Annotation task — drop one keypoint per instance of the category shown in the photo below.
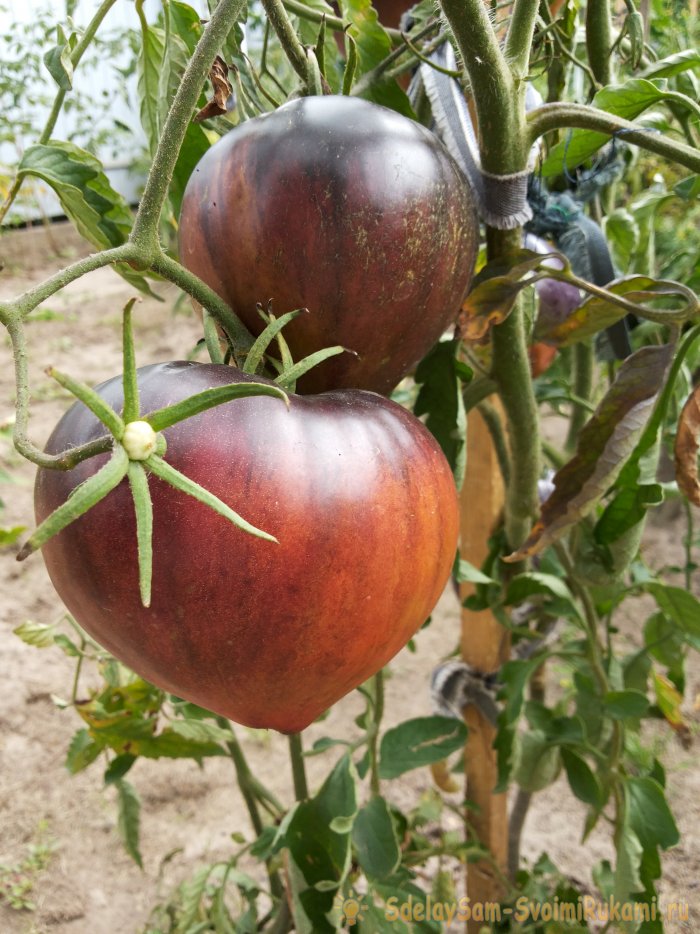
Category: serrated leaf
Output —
(419, 742)
(40, 635)
(373, 45)
(129, 819)
(605, 443)
(649, 814)
(201, 731)
(440, 399)
(678, 604)
(686, 448)
(82, 752)
(621, 705)
(375, 841)
(626, 100)
(58, 59)
(582, 780)
(596, 313)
********
Short problem: Recast the rows above as a Markdown table with two columns, Index and Text, giving each line its number and omitting blank lines. Leave the pictures out.

Completed exercise:
| Index | Text |
|---|---|
| 1 | Annotation task — drop one keypoint per instance of the category shown in the photo below. |
| 2 | Category: serrated leaf |
| 3 | Output — |
| 4 | (419, 742) |
| 5 | (40, 635) |
| 6 | (373, 45) |
| 7 | (129, 819) |
| 8 | (605, 443) |
| 9 | (649, 814) |
| 10 | (201, 731) |
| 11 | (440, 399) |
| 12 | (678, 604) |
| 13 | (686, 448) |
| 14 | (82, 752) |
| 15 | (621, 705) |
| 16 | (375, 841) |
| 17 | (626, 100) |
| 18 | (58, 59) |
| 19 | (582, 780) |
| 20 | (596, 313) |